## Text excerpt
┌──

The Sandyford Sexual Health Clinic, part of NHS Greater Glasgow and Clyde, is the only gender service for children and young people and has seen referrals rise significantly in recent years.
However, it has said it will not be reviewing its services for children after the successful legal challenge of Keira Bell against the Tavistock and Portman NHS trust in London.
Ms Bell, a 23-year-old woman, began taking puberty blockers when she was 16, before moving on to cross-hormone drugs including testosterone and ultimately surgery, before she detransitioned.
An unnamed mother of a 15-year-old autistic girl who is on the waiting list for treatment was also involved in the case against the clinic.
Ms Bell claimed she was not able to give proper consent to the treatment at such a young age and was not offered any psychological help by the clinic before being put on a drug regime.
On Tuesday the High Court in London ruled that children under the age of 16 considering gender reassignment are unlikely to be mature enough to give informed consent to be prescribed puberty blocking medication.
In a 19-page decision, the judges also ruled that even in cases involving teenagers under 18, doctors may need to consult the courts for authorisation for medical intervention.

└──

Collected data entries
┌──

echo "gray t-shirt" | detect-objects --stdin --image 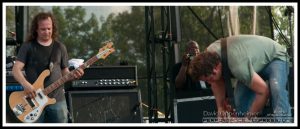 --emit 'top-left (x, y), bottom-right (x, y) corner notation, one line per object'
(207, 35), (289, 86)
(17, 41), (68, 101)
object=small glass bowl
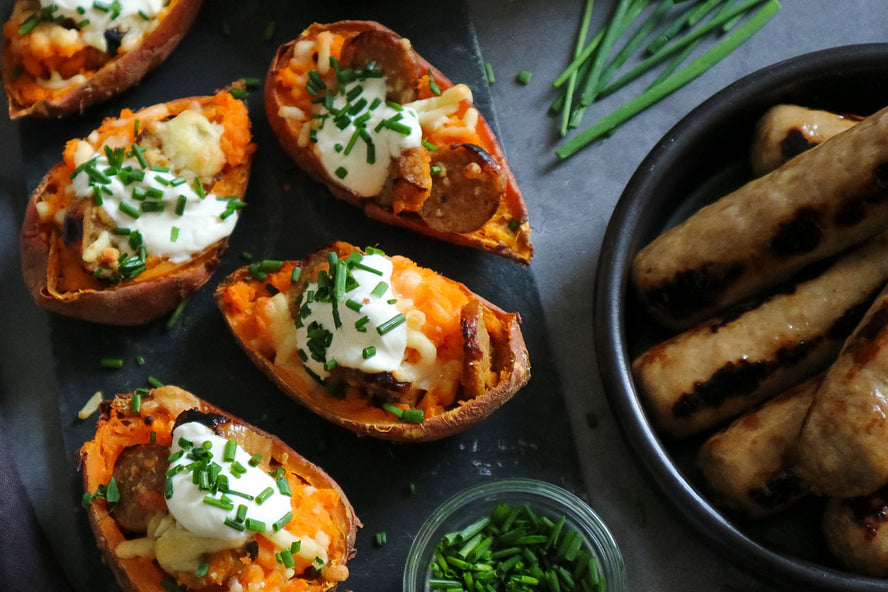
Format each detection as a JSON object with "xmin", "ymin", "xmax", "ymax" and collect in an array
[{"xmin": 403, "ymin": 479, "xmax": 629, "ymax": 592}]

└──

## The problem
Write out everything in the Sandyford clinic report from "The Sandyford Sexual" down to "trust in London.". The records stand apart from the text and are not connected to it.

## Task response
The Sandyford Sexual Health Clinic, part of NHS Greater Glasgow and Clyde, is the only gender service for children and young people and has seen referrals rise significantly in recent years.
However, it has said it will not be reviewing its services for children after the successful legal challenge of Keira Bell against the Tavistock and Portman NHS trust in London.